● **Text under study**
- - -
- Born: February 18, 1957 (age 68) United States
- Education: Franklin & Marshall College
- Occupation: Insurance executive
- Known for: Owns the insurance broker Krauter & Company
- Spouse: Ellie Marvin Krauter (married 2020–present)

= Neil C. Krauter =

Neil Clark Krauter (born 1957) is an American commercial insurance industry executive who is the founder of Krauter & Company.

== Early life and education ==
Krauter was born in 1957. He earned a B.A. in economics from Franklin & Marshall College.

== Career ==
Krauter worked at Lloyd's of London, then Marsh & McLennan, and then at Aon Corporation. During the 9/11 attacks, over one thousand Aon employees worked in the South Tower, but "the vast majority" of employees survived the attack, according to MarketWatch. At age 40, he retired and bought a wine store and spent time with his young family.

In 2004-2005, many commercial insurance firms came under fire from New York State Attorney General Eliot Spitzer, who launched a crusade against the industry for insurance firms' presumed conflict of interest payments to brokers known as contingent commissions. Krauter came out of retirement and launched his own self-financed firm known as Krauter & Company in 2004. The firm added nine offices in 11 years, including an office in Houston, Chicago, and Los Angeles.

The firm handles D&O insurance, which is liability insurance payable to a firm's directors and officers if there's damage from a lawsuit for alleged wrongful acts while being in charge. The firm also does property, safety and loss control insurance, including "coverage for private equity firms" as well as "complex risk programs." By 2010, there were nine offices across the United States. In 2008, when AIG was offering steep discounts to clients, he commented in Insurance News Net that AIG was not "looking to do ridiculously stupid deals" but that cuts on the casualty business offered by AIG were around 10%. In 2009, with the economic downturn and actions by state regulators, he felt clients were "reaching a point of intolerance".
- - -
● **Source material**
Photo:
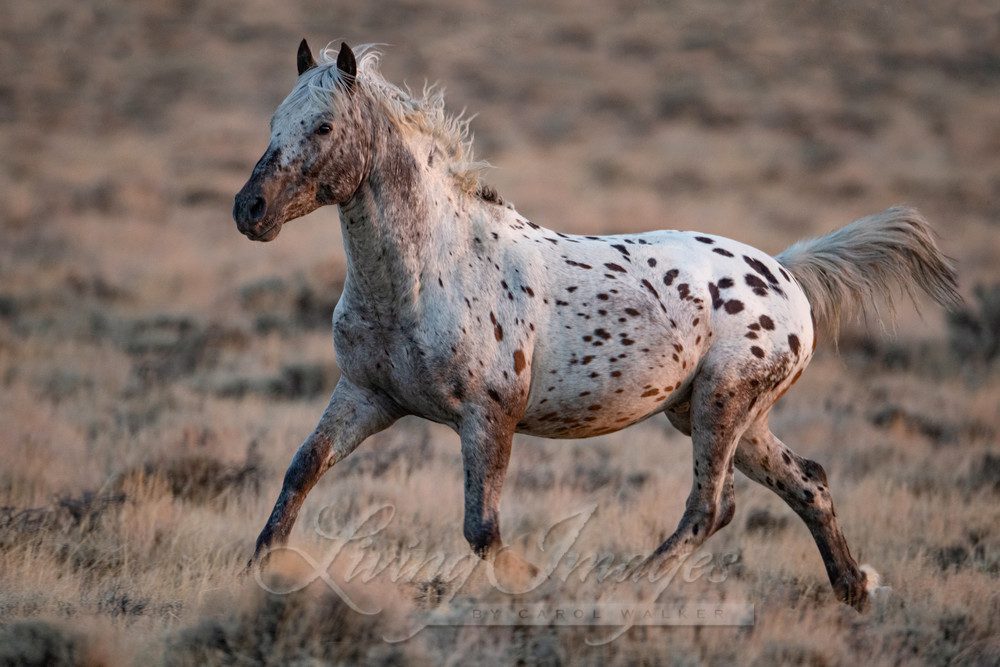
- - -
● **Task to complete**
In the Neil C. Krauter biography above, reproduce word for word the passage that opens with the words containing "- Born: February" and closes with "Franklin & Marshall College.".

● **Written solution**
- Born: February 18, 1957 (age 68) United States
- Education: Franklin & Marshall College
- Occupation: Insurance executive
- Known for: Owns the insurance broker Krauter & Company
- Spouse: Ellie Marvin Krauter (married 2020–present)

= Neil C. Krauter =

Neil Clark Krauter (born 1957) is an American commercial insurance industry executive who is the founder of Krauter & Company.

== Early life and education ==
Krauter was born in 1957. He earned a B.A. in economics from Franklin & Marshall College.